Wednesday, April 1, 2009

Was Our Nation Founded On Democracy?

Jeff, our ever-present provocateur, made the following statement in the comments section of my InTrade post:

"The simple fact of the matter is that this country was founded on the principle of democracy...If you want to live in a big brother society where the people at the top decide everything, then move to Venuezula or Iran. Here, the people get to decide..."

Not only is that utterly false-- it is also hilariously ironic. Both Venezuela and Iran utilize democracy. For all their faults, both nations follow the democratic pattern advocated by Jeff. And, the end result for both nations has been tyranny.

The following are just some of the evidence CONTRARY TO the proposition that our country was founded on democracy or that democracy was it's central purpose:

Length of term limits
Term-limits (for the President)
Requirements for A1 & A2
Life-time tenure for A3 Judges
Electoral College
The Entire Bill of Rights (1-10)
Article 5 (Amendment Process)
Reconstruction Amendments (13-15)

Liberty (which should NEVER be considered synonymous with democracy) was this nation's "central purpose" or "foundational idea." The Framers believed in natural rights and wanted to create a national bulwark to thwart the tyranny of the majority where necessary.

[Ed. Note: The picture is from StateNet, a site I found while looking for a picture of a ballot box with a gun barrel sticking out of it.]


  1. should see my prior post.

  2. Good post, Fred. I think Jeff has fallen into a common misconception most U.S. citizens I have met have fallen into. Democracy, in fact, scared the daylights out of the founding fathers--Madison, in particular. They were concerned with precisely using democracy as a check (albeit a limited one) on abuse of central power, while at the same time mitigating the possibility for the very check to become a tool for a radical dictator to take over--i.e., Hitler was popularly elected, Jeff. This is why the founders were concerned, not enthralled, with democracy.

  3. I don't think Hitler was popularly elected, 12:34, but the point's well tkaen though I doubt Jeff will care.

  4. What's popularly elected mean? Is POTUS popularly elected? Weimar Germany was a parliamentary democracy. Hitler's Nazi party won a large plurality of the vote in the 1932 election, gaining 37.8%. Considering there were 14 parties competing and gaining seats, that's about as good as you can get.

Short exercise:
Carry on the blog post about whether the nation was founded on democracy, starting right after its final comment. The listing that follows comes from a separate source.

Supplied records:
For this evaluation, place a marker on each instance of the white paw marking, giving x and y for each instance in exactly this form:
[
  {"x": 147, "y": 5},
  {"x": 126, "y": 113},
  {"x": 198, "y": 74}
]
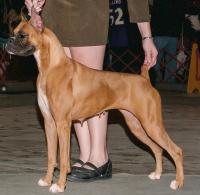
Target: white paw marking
[
  {"x": 174, "y": 185},
  {"x": 42, "y": 183},
  {"x": 55, "y": 189},
  {"x": 154, "y": 176}
]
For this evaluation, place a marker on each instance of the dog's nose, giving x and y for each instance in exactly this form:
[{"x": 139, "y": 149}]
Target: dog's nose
[{"x": 11, "y": 40}]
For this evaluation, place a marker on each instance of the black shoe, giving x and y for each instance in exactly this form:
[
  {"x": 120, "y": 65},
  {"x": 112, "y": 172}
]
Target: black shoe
[
  {"x": 88, "y": 175},
  {"x": 74, "y": 168}
]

Result below:
  5. Fred --

    While you're undoubtably right that the Founders were concerned about democracy, your argument overlooks what I would say are two important points that problematize your claim:

    First, you're clearly a deep believer in the power and self-evidence of liberalism and liberty. Clearly, many of the Founders were as well. However, to say that it was its founding ideal may overstate the case -- while certain liberal principles were offered in the Declaration as the philosophical reason for a right to rebel against Crown and Parliament, the practical reason for the revolution was "no taxation without representation." So even at the very beginning, what was radical about the American Revolution was its call for democracy.

    This is further supported by the fact that England at this time was a very liberal country by the standards of the day -- the King had been a limited monarch since the Glorious Revolution, there was a large body of unwritten constitutional law (which by fact of being unwritten more closely approximates the natural rights you talk about), and there was a fairly robust liberal society.

    So ... if Britain was a liberal society, or had the makings of one, why did the Founders feel the need to revolt? Frankly, when compared to the French or Russian Revolutions, the American colonists had relatively little cause (so far as I know; I haven't read anything about the actual economic effects of the Intolerable Acts, though I would like to).

    I would put forth that the answer was democracy, of some form or another.

    Which leads into my second point:

    The Founders were all white male landowners, and therefore their concern about democracy might have been particular instead of universal.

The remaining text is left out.